BEGIN Selected excerpt

Embodiment as generalized anti-prescriptivism
Standing in contrast to what I call constructionist theories of developmental, behavioral, and psychological phenomena are prescriptivist theories. Prescriptivist theories are a class of theories that say that the essence of some phenomenon exists prior to the emergence of that phenomenon. In developmental psychology, prescriptivist theories include the idea that motor behavior develops as a consequence of neural maturation, with the essential movement patterns stored in the nervous system. In neuroscience, prescriptivist theories include the theory of basic emotions, the idea that the essence of each emotion is stored in the brain, waiting to be triggered by the environment. In morphogenesis, prescriptivist theories include the idea that the blueprint for how to construct an organism is contained in the genes.
There are a couple of problems with prescriptivist theories. The first is that they tend to be false, like the examples I listed are. Second, they don’t explain anything. Consider a stop sign. It seems like the stop sign prescribes the act of stopping, right? But the stop sign doesn’t say anything about how the car stops—it doesn’t actually prescribe anything that has to happen to get the car to stop, like pressing the brakes. Also, just because the stop sign says the word “stop” doesn’t say anything about why the driver would actually stop their car. What, then, if anything, is really being prescribed by the stop sign?
Because the essence of a developmental, behavioral, or cognitive phenomenon is not stored anywhere, it has to be produced (economics), assembled (developmental psychology), constructed (neuroscience), or confabulated (developmental biology). A phenomenon is produced/assembled/constructed/confabulated when a system observably behaves in a way that makes a categorizing observer go, “That’s [the phenomenon].”

END Selected excerpt
BEGIN Entries provided

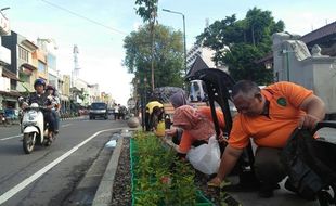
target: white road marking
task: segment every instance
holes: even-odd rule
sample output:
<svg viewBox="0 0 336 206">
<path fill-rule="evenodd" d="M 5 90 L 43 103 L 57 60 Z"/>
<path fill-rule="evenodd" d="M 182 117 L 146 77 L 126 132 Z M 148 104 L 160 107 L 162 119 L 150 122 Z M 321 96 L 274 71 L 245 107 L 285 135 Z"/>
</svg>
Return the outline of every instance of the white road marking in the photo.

END Entries provided
BEGIN Entries provided

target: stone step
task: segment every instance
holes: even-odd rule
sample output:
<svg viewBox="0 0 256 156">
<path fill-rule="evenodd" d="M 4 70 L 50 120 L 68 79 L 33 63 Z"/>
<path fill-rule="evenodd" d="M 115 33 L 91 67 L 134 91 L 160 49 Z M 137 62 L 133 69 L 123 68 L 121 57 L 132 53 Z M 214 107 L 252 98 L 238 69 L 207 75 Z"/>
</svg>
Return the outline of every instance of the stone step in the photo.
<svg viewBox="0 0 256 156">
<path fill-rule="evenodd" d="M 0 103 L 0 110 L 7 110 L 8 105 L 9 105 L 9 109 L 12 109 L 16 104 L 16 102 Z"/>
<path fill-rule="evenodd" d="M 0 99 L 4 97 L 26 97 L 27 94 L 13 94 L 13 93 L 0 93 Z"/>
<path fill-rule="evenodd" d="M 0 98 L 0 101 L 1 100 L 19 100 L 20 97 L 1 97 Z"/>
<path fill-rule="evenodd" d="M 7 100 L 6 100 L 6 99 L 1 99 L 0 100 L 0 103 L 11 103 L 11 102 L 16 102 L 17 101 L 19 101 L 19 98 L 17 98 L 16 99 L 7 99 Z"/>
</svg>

END Entries provided

= Assignment =
Continue the essay on embodiment and prescriptivist theories from its last sentence. The records are drawn from a different source than the text.

= Expected output =
In order for a system to assemble something, it needs to have parts that organize in a way that makes the system look like that something is happening. Otherwise, there would be nothing to look at.
In order for the parts to organize into a system of relationships with each other, they need to share interoceptive signals with each other via a cognitive glue. This allows the parts to behave in ways that accommodate, constrain, and enable the trajectories of the other parts to produce a system-level assembly.
A body is this interoceptively coordinated system. Embodiment is thus a simple and obvious principle forced by general considerations about how we observe developmental, behavioral, and cognitive phenomena. If you don’t have prescriptivism, then you’re going to end up with embodiment: the system where we observe the thing happening doesn’t follow a plan from somewhere but self-organizes a plan on the fly.
This way of thinking about bodies implies that embodiments are frequently unconventional. Most bodies do not look like human bodies do. For example, the parts the economy uses to assemble various phenomena via interoception sharing is people. That is to say, the economy’s body is people.